■ Exercise directions ■
Your task is to reproduce exactly the lines from the line with "Could you point out every instance of the bare" through the end of the records below.

>> Begin Records supplied

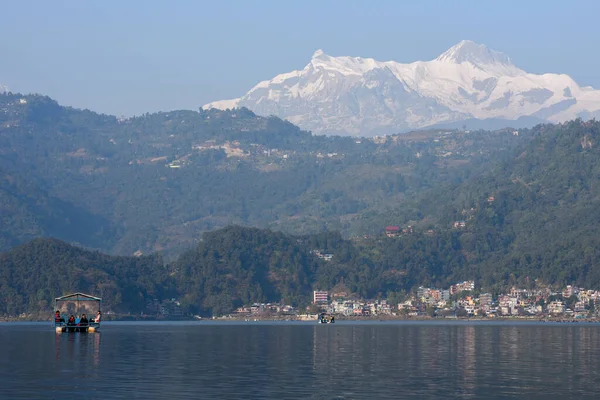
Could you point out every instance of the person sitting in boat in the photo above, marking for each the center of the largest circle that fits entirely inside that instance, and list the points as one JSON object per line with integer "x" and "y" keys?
{"x": 97, "y": 319}
{"x": 83, "y": 322}
{"x": 58, "y": 319}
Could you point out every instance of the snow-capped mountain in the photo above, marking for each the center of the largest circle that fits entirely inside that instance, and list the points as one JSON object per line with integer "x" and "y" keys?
{"x": 362, "y": 96}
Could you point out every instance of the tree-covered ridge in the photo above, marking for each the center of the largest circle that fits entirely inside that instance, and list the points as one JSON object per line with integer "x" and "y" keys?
{"x": 158, "y": 181}
{"x": 32, "y": 275}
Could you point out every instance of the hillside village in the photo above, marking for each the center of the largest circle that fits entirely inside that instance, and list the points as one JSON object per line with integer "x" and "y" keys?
{"x": 459, "y": 300}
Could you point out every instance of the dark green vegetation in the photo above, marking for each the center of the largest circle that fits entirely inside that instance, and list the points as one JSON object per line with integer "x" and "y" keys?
{"x": 156, "y": 182}
{"x": 496, "y": 207}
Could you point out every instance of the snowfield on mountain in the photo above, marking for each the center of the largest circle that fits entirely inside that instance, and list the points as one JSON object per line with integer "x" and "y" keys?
{"x": 362, "y": 96}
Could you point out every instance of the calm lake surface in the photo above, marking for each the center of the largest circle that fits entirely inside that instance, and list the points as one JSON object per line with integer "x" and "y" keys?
{"x": 269, "y": 360}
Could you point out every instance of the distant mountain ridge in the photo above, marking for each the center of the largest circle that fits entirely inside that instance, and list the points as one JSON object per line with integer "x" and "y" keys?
{"x": 362, "y": 96}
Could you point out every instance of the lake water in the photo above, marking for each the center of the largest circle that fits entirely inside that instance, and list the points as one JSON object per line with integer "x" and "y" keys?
{"x": 269, "y": 360}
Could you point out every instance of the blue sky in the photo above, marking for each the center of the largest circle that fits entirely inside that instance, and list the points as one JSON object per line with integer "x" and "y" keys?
{"x": 131, "y": 57}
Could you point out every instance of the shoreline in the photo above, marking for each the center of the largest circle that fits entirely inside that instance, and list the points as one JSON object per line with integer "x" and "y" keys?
{"x": 310, "y": 318}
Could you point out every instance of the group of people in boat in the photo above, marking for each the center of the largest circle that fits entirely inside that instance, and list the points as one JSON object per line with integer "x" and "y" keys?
{"x": 76, "y": 324}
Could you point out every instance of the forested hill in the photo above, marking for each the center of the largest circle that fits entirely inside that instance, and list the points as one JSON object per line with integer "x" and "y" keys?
{"x": 32, "y": 275}
{"x": 238, "y": 266}
{"x": 158, "y": 181}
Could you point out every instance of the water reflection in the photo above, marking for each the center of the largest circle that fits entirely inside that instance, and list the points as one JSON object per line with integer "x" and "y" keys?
{"x": 276, "y": 361}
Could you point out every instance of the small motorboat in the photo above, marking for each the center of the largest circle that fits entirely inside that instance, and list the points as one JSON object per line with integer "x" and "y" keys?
{"x": 325, "y": 318}
{"x": 77, "y": 304}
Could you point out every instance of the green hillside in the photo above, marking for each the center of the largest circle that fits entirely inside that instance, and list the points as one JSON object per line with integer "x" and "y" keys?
{"x": 158, "y": 181}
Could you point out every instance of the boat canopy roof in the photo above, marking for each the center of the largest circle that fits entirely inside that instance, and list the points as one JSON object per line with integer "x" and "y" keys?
{"x": 78, "y": 297}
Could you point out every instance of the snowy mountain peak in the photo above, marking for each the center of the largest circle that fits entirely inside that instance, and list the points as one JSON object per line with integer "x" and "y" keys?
{"x": 476, "y": 54}
{"x": 362, "y": 96}
{"x": 318, "y": 54}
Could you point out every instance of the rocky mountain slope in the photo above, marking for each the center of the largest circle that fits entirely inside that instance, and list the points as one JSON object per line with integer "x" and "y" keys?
{"x": 362, "y": 96}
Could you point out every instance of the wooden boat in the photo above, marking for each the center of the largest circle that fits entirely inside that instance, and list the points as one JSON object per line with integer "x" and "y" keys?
{"x": 77, "y": 304}
{"x": 325, "y": 318}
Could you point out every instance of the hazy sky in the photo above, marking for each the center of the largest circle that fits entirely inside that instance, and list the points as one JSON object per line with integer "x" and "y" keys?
{"x": 131, "y": 57}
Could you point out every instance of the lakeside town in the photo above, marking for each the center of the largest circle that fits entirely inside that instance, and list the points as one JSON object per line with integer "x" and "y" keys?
{"x": 460, "y": 300}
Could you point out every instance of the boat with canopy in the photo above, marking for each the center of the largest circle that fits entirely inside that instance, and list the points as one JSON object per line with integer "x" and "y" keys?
{"x": 77, "y": 304}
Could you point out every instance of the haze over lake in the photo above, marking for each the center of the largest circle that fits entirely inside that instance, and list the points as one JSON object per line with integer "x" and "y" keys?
{"x": 269, "y": 360}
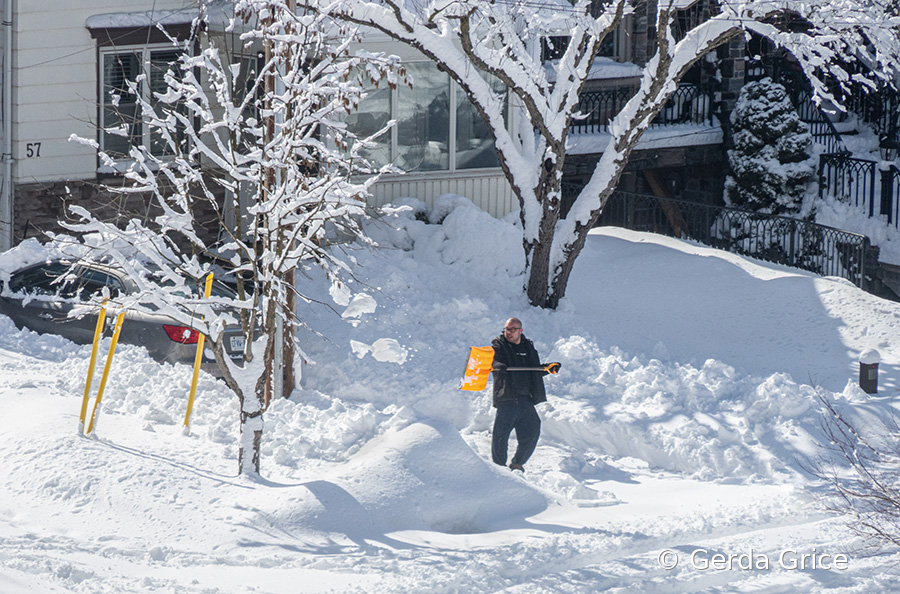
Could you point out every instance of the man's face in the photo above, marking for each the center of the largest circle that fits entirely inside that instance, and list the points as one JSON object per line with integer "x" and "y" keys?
{"x": 513, "y": 332}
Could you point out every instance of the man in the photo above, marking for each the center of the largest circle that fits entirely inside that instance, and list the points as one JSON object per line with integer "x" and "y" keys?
{"x": 516, "y": 393}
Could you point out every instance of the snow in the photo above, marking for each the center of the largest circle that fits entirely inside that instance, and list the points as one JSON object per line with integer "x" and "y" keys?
{"x": 676, "y": 430}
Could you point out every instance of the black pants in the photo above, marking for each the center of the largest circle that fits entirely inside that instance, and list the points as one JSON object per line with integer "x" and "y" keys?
{"x": 521, "y": 416}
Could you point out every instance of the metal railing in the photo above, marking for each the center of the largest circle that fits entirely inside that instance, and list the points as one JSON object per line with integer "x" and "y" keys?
{"x": 848, "y": 179}
{"x": 783, "y": 240}
{"x": 689, "y": 103}
{"x": 890, "y": 189}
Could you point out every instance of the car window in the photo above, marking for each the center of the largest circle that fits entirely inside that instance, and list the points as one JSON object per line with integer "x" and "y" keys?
{"x": 60, "y": 279}
{"x": 38, "y": 279}
{"x": 94, "y": 281}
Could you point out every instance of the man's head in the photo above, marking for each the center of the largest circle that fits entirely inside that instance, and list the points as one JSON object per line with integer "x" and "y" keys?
{"x": 512, "y": 330}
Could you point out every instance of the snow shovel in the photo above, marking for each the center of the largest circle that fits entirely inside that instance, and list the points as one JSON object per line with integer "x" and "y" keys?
{"x": 478, "y": 369}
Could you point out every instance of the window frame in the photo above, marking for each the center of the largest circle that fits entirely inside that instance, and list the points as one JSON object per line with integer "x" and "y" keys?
{"x": 145, "y": 53}
{"x": 454, "y": 92}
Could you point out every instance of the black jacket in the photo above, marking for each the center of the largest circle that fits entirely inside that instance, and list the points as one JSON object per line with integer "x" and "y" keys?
{"x": 509, "y": 384}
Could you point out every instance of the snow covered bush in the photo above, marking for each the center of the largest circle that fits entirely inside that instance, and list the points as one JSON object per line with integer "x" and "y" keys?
{"x": 772, "y": 164}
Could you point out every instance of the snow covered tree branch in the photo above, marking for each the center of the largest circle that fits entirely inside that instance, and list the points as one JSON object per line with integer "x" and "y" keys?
{"x": 269, "y": 128}
{"x": 474, "y": 40}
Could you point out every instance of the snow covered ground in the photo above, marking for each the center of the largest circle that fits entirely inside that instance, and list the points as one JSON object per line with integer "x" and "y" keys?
{"x": 671, "y": 458}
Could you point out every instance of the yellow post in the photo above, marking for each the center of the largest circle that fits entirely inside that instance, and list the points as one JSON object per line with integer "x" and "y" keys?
{"x": 101, "y": 320}
{"x": 197, "y": 360}
{"x": 109, "y": 356}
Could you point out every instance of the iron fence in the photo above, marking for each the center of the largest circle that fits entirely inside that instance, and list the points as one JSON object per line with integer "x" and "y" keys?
{"x": 689, "y": 103}
{"x": 890, "y": 188}
{"x": 849, "y": 180}
{"x": 783, "y": 240}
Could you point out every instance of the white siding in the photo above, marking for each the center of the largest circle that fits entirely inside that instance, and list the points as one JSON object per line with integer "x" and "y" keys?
{"x": 55, "y": 84}
{"x": 490, "y": 191}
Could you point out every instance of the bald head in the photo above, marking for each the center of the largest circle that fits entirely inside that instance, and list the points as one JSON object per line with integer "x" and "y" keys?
{"x": 512, "y": 330}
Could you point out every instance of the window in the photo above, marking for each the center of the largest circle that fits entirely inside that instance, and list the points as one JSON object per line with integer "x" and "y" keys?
{"x": 121, "y": 120}
{"x": 437, "y": 128}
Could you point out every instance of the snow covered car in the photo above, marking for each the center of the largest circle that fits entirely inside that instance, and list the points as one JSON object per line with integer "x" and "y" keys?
{"x": 164, "y": 338}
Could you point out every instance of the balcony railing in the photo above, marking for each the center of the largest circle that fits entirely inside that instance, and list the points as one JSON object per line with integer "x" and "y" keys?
{"x": 689, "y": 104}
{"x": 793, "y": 242}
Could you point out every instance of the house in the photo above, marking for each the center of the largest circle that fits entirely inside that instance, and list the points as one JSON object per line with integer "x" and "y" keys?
{"x": 60, "y": 64}
{"x": 64, "y": 70}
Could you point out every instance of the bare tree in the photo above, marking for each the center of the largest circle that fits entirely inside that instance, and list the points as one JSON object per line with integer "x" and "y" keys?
{"x": 860, "y": 464}
{"x": 273, "y": 130}
{"x": 474, "y": 40}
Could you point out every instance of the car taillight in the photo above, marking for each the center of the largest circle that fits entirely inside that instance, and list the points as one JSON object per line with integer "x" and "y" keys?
{"x": 182, "y": 334}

>> End Records supplied

■ Response ■
Could you point out every instance of the bare tree in the photo above, marking for each the center of the largest circle that fits entirely inside that instance, and list the points as one JSON object per line with integer "x" and "y" keys?
{"x": 860, "y": 464}
{"x": 273, "y": 130}
{"x": 474, "y": 40}
Could you point out every instance of the car taillight in the photo above, marking for each the center of the largest circle that fits entirely inside that instance, and list the points as one JSON object per line with integer "x" and "y" keys?
{"x": 182, "y": 334}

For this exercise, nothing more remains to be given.